§ **THE REQUEST**: Return the records below from the line containing "the green leaf." onward, exactly, through and including the last line.

-- START OF SUPPLIED DATA --

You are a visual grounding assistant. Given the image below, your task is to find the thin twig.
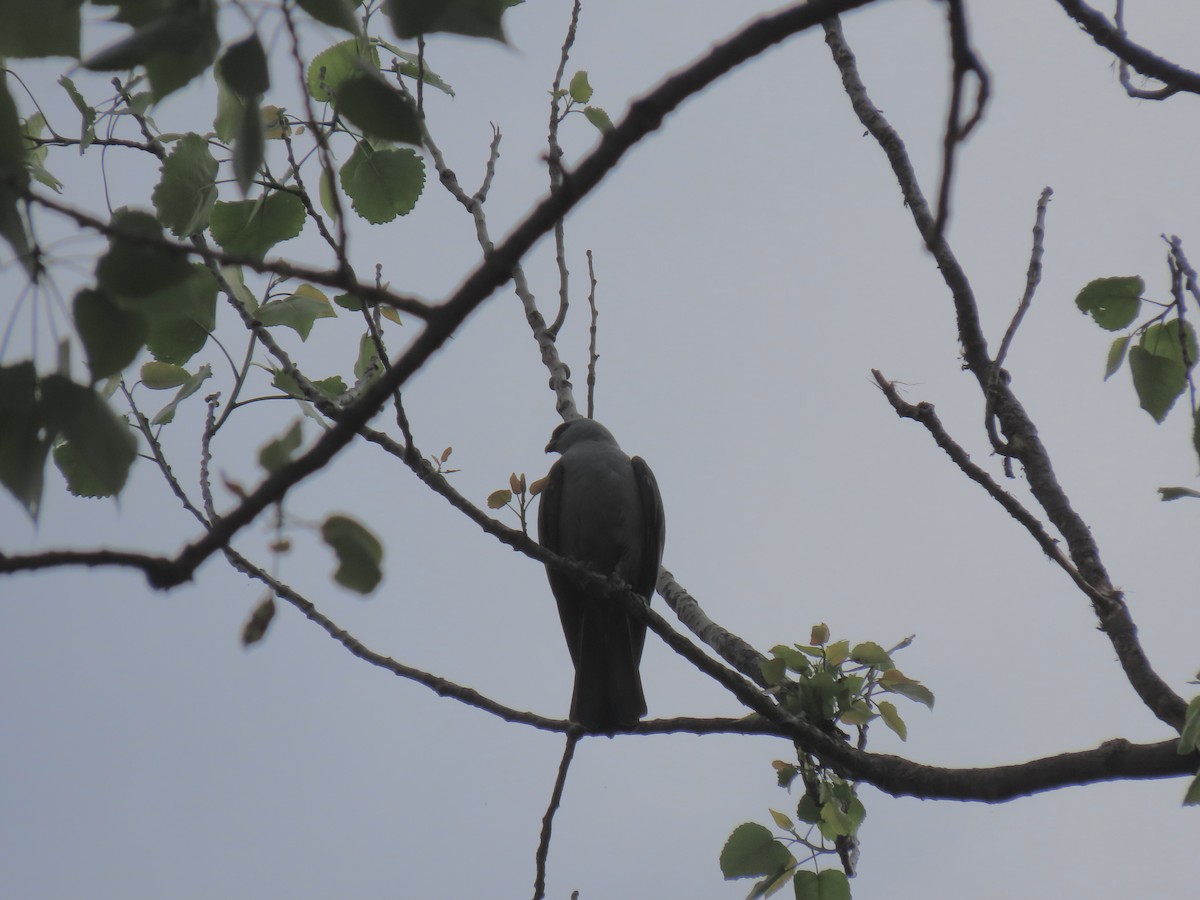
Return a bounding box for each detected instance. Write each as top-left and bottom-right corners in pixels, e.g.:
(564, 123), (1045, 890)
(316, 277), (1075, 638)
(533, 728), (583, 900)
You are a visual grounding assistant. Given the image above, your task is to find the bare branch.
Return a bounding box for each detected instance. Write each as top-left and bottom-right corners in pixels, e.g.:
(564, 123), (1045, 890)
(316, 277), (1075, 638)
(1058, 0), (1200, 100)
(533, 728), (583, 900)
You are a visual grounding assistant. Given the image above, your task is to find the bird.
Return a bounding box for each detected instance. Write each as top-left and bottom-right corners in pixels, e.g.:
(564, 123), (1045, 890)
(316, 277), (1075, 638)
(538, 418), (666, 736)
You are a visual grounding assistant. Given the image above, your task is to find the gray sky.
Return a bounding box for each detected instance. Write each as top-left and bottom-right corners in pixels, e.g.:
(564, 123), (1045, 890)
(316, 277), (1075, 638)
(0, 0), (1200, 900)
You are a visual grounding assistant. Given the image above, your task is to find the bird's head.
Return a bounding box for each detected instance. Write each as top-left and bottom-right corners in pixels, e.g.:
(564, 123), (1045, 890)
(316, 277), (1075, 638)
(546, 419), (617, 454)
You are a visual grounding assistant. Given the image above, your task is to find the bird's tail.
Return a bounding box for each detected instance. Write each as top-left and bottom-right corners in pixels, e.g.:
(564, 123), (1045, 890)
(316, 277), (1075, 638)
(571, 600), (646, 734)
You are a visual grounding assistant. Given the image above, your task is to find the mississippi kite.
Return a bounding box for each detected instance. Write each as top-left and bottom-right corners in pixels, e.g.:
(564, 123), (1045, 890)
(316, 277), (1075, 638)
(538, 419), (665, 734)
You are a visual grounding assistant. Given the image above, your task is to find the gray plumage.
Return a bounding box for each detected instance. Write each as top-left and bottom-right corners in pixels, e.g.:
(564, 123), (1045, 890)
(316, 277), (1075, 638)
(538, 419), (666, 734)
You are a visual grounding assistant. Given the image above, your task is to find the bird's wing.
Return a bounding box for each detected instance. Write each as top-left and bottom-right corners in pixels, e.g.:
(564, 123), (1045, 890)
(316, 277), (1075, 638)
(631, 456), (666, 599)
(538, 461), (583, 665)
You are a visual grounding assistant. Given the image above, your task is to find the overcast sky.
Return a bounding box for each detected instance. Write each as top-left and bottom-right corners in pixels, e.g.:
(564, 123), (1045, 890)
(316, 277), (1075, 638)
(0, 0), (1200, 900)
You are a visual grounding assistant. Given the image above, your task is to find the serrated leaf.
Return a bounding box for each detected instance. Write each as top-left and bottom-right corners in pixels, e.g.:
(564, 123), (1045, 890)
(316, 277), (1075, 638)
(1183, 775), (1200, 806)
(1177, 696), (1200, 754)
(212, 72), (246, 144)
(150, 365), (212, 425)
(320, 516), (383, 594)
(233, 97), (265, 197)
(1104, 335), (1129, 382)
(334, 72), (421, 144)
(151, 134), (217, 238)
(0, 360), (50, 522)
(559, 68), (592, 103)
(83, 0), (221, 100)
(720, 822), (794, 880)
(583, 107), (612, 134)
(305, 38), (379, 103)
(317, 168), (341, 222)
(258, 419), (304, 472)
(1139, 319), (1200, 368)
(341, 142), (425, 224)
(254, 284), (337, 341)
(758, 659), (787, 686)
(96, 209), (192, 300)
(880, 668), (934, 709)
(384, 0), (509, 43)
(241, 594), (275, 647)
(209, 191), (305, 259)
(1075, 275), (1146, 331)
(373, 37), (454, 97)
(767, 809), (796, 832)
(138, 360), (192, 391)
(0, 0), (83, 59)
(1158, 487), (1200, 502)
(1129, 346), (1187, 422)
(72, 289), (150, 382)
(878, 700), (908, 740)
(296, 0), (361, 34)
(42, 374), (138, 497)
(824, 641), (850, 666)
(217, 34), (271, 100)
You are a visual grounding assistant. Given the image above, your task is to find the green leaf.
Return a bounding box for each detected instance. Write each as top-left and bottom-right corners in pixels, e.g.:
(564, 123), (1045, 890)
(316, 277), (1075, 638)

-- END OF SUPPLIED DATA --

§ **RESPONSE TO THE TASK**:
You are a visual grounding assistant. Given the image above, your task is to find the green leaf.
Return a bounding box for each detected instance. Write each as top-left and bottom-right corners in pixels, e.g.:
(564, 123), (1045, 890)
(316, 277), (1075, 638)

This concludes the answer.